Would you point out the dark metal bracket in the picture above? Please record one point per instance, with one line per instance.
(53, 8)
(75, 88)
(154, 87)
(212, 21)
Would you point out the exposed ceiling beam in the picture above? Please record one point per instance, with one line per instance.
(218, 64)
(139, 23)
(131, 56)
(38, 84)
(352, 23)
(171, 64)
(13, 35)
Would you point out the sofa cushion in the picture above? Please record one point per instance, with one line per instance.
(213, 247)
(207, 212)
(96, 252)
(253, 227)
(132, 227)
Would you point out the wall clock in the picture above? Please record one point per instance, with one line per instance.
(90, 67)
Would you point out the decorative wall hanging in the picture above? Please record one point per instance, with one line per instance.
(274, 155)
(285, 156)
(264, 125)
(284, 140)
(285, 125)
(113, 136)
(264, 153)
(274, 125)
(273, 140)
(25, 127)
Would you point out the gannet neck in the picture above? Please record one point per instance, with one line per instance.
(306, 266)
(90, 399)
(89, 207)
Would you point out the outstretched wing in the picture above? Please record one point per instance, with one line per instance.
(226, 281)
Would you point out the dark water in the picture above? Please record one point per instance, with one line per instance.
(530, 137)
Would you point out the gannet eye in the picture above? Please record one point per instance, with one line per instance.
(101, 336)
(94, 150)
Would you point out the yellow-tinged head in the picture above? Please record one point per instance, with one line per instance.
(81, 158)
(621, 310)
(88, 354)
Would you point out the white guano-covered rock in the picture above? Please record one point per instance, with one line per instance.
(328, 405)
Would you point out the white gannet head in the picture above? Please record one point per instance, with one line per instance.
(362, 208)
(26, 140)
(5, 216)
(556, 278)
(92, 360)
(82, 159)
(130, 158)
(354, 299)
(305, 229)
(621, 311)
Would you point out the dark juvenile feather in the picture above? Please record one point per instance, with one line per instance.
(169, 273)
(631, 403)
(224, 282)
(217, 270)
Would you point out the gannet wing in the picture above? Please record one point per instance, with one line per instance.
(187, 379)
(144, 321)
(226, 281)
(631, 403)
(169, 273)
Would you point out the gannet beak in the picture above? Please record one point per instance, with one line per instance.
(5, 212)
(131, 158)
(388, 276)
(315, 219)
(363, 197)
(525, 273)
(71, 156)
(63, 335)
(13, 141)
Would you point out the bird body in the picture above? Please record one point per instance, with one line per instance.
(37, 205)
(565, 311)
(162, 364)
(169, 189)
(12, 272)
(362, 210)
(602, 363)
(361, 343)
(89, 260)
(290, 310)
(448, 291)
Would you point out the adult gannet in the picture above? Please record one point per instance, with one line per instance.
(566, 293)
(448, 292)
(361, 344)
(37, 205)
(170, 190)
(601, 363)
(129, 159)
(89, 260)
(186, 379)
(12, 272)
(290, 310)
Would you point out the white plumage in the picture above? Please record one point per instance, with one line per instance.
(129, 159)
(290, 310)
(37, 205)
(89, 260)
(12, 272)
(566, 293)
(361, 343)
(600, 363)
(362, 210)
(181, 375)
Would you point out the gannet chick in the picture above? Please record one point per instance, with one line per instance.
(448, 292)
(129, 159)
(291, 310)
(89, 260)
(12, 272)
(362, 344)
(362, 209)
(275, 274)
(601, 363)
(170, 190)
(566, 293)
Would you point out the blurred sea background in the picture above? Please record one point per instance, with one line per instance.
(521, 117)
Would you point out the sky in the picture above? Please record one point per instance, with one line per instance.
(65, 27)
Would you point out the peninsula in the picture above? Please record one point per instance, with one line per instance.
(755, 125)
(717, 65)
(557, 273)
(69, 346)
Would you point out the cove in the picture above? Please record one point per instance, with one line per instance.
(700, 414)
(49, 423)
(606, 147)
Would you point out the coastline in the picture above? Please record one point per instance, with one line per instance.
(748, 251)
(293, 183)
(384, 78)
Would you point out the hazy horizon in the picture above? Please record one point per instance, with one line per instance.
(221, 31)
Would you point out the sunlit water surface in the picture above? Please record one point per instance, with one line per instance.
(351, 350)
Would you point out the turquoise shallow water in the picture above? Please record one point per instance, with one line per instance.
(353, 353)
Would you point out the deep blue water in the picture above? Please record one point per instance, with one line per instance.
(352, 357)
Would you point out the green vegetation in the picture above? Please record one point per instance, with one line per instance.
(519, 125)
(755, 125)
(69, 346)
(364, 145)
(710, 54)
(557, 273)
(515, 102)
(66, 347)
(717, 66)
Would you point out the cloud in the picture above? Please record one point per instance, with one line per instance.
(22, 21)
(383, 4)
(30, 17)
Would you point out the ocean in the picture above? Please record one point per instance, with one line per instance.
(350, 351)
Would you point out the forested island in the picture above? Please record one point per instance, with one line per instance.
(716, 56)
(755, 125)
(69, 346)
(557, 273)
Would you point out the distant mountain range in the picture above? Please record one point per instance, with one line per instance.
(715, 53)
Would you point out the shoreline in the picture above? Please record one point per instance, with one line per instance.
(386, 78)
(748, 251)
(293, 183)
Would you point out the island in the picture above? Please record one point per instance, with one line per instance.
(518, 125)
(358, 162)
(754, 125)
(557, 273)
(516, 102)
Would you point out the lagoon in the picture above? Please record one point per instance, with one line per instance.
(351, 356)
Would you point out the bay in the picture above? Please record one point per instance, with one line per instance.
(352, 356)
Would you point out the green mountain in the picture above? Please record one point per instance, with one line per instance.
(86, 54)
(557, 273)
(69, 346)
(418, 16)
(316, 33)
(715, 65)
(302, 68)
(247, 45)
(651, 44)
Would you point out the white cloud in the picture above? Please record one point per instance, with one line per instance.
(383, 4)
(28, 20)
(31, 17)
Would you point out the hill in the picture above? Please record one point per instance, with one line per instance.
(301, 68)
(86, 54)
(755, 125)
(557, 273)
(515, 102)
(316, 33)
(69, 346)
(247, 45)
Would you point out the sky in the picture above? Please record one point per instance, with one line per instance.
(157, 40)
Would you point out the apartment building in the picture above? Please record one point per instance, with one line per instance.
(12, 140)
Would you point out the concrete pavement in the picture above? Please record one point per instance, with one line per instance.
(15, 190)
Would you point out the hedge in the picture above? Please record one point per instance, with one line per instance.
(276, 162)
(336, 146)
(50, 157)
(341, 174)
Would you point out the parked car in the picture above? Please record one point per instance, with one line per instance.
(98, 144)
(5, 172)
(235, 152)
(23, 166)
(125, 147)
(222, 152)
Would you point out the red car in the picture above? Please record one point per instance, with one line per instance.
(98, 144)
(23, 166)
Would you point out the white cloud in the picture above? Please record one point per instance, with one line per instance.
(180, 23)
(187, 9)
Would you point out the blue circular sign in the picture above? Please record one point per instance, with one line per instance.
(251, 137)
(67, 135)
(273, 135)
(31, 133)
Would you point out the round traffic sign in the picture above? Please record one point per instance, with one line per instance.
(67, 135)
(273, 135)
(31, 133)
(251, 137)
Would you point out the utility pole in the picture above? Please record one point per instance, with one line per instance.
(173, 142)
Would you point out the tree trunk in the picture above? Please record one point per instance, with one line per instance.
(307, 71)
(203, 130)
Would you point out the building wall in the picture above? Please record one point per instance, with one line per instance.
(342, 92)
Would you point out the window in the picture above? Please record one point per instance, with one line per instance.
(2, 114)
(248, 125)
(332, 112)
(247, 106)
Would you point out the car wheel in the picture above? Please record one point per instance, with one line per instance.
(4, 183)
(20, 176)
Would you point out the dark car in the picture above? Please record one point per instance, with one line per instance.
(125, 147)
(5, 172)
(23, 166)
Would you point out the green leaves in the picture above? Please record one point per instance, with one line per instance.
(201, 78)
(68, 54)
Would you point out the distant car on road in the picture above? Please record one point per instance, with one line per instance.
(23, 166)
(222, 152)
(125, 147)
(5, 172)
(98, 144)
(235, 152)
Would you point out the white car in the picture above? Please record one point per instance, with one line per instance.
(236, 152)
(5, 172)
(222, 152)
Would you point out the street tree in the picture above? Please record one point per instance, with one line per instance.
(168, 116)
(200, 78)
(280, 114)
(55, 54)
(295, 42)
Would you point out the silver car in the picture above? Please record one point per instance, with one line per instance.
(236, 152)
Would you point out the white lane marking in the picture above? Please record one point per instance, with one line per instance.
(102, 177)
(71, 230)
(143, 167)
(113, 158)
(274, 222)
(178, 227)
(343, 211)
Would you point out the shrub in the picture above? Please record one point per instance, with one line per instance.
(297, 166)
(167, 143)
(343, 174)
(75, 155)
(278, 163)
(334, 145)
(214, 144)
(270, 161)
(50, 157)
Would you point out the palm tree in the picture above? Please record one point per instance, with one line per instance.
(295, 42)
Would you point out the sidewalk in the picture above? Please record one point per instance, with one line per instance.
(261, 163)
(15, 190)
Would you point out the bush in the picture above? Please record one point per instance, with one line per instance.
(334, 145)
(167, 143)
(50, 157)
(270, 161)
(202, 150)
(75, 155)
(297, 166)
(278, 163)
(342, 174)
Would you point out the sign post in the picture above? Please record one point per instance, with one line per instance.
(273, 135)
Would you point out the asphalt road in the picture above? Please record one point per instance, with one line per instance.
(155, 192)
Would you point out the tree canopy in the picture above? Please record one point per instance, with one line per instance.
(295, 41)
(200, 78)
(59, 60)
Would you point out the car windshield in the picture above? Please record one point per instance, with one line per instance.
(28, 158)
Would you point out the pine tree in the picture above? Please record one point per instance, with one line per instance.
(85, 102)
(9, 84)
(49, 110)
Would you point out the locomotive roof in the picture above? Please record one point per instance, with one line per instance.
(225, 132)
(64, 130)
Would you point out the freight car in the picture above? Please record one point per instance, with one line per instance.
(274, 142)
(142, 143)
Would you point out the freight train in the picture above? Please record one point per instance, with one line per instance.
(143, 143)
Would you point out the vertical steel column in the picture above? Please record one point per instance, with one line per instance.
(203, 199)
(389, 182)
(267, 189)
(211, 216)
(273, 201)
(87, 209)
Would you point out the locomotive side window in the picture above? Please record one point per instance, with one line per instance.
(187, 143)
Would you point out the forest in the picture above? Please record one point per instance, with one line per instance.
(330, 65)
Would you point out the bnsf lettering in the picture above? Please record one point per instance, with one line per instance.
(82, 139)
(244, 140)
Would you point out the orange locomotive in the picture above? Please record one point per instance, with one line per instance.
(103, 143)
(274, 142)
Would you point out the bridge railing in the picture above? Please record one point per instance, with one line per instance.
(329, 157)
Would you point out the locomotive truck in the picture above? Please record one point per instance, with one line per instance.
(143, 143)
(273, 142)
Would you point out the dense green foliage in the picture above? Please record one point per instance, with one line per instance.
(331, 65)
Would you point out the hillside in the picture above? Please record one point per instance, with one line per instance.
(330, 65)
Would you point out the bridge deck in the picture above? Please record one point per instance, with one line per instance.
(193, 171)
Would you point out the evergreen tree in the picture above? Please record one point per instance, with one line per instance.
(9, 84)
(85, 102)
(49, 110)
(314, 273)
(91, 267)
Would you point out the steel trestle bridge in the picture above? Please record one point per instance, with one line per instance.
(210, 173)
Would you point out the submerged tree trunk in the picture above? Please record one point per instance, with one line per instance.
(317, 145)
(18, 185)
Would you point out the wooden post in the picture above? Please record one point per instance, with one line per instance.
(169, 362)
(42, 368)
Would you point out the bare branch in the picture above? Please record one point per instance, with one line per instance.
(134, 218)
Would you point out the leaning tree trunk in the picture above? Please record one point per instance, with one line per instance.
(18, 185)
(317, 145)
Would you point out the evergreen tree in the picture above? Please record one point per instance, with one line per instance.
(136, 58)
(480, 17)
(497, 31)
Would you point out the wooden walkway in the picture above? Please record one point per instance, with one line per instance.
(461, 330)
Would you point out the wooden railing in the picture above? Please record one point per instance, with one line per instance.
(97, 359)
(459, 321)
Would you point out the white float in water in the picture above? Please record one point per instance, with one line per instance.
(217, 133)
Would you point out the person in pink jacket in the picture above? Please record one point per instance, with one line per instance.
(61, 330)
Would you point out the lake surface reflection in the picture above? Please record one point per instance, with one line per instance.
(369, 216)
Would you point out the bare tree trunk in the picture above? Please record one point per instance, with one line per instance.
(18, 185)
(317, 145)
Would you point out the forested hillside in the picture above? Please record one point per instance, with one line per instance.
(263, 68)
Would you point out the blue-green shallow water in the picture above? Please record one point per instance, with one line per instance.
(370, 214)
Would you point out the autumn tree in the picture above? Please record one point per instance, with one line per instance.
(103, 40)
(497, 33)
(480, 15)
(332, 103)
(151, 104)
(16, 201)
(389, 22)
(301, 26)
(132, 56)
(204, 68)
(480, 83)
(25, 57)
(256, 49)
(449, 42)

* * *

* **THE PROBLEM**
Restate word for word the lines from the one holding "Would you point out the wooden railing" to the end of the listing, both ends included, and nothing more.

* **FULL RESPONSE**
Would you point out the wooden railing in the picture above? Please record one point per instance, with one line per instance.
(97, 359)
(459, 321)
Would you point out the white float in water in the picture above? Please record one point per instance, with one line per instance.
(217, 133)
Would you point out the person in pink jacket in the picture above? Please record one point per instance, with one line per instance.
(61, 330)
Would you point out the lake surface reflection in the picture above? Please record one point per instance, with one line per instance.
(369, 216)
Would you point out the bare tree trunk in the picture above? Please record one point per instance, with one line per instance.
(18, 185)
(317, 145)
Would you point out the forested hillside in the picture above? Please record one point per instance, with one line per instance.
(263, 68)
Would you point out the blue-green shallow water in the picture above? Please record one point per instance, with one line per instance.
(370, 214)
Would you point out the autumn tree in the picture above? Please record one point per instance, with one line per instance.
(103, 40)
(497, 33)
(480, 15)
(332, 103)
(151, 104)
(16, 201)
(389, 22)
(301, 26)
(132, 56)
(204, 68)
(480, 83)
(25, 57)
(256, 49)
(449, 42)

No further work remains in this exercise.